PASSAGE GIVEN:

※ ※ ※

You don't need to live in Panama for long to know that Panamanians earn money to spend money. They turn the concepts of frugality and saving on their head - and while some consider it reckless, others consider it a refreshing dosage of carpe diem in a world that's otherwise gotten too future-oriented and punctual for its own good.

In trying to research the impact of geography on a country's productivity, I was faced with two options. First, I could read the illustrious six hundred thousand-page book - at least it looks to be that long - called Guns, Germs and Steel, which addresses such trends by way of long and drawn out sentences. The other, frankly more tempting option was to consult my college economics professor Dr. J. Wight who is able, usually within a matter of minutes, to send me an article (typically written by himself) outlining everything I'd ever want to know about even the most arbitrary of subjects.

According to Dr. Wight, lines of latitude correlate with low productivity. "Tropical cultures have a time orientation that celebrates living for the moment," he says in his piece The Equatorial Paradox, "since fruits and game are abundant year round; any stored provisions would rot. Persons living in temperate zones, however, need to save food for a harsh winter, and this creates future-oriented cultures that postpone consumption." Ahah! The graph above shows how the closer a country is to the equator, the more income/capita it makes (which theoretically relates directly to productivity).

There was also a separate argument stating that humans across varying lines of latitude simply have different biochemistries - bodies conditioned to survive in different contexts. "In colder climates the human body can only minimally change its autonomous physiological functions (e.g., shivering), and hence economic behaviors must adapt to achieve a livable body temperature. Higher levels of food consumption are required, as are efforts to secure clothing and shelter. While warm clothing and shelters can to some degree substitute for food, metabolic rates will still be 10-20 percent higher in colder climates. Thus, the demand for economic development is greater in temperate climates due to these physiological needs."

※ ※ ※

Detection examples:
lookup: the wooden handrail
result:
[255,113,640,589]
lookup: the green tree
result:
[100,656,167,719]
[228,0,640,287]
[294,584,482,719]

※ ※ ※

REQUESTS:
1. In the passage on Panama and productivity, what is the title of Dr. Wight's piece?
2. From the passage on Panama and productivity, transcribe the part that opens with the words containing "In trying to" and closes with "arbitrary of subjects.".
3. Go on with the passage on Panama and productivity, picking up after its final sentence.

ANSWERS FOR THE TASKS:
1. The Equatorial Paradox

2.
In trying to research the impact of geography on a country's productivity, I was faced with two options. First, I could read the illustrious six hundred thousand-page book - at least it looks to be that long - called Guns, Germs and Steel, which addresses such trends by way of long and drawn out sentences. The other, frankly more tempting option was to consult my college economics professor Dr. J. Wight who is able, usually within a matter of minutes, to send me an article (typically written by himself) outlining everything I'd ever want to know about even the most arbitrary of subjects.

3.
The last and probably most controversial theory (seeing as though it is mine) is meant to explain the lack of entrepreneurship or motivation or go-getterness in Panama and it has to do with the country's history as it relates to geography. The Camino Real (colonial gold trails passing through Panama), The Panama Railroad, The Panama Canal; Panama's history is characterized almost exclusively by foreigner demand (for goods, work, food...etc), a trend that intrinsically could have bred complacency or a sense of entitlement. Whereas the American Dream encourages people of every rank to achieve a better, happier, and richer life, the Panamanian Dream is something more akin to winning the lottery or selling ones farm for millions: no intense drive for self-betterment. The entrepreneur mentality one finds in Panama is almost exclusively reserved for those who have been born, educated, or exposed to life overseas (ie. the Chinese who set up shop on every corner, work their asses off until they can pay off their debt, then buy a new Prado and live in the hills).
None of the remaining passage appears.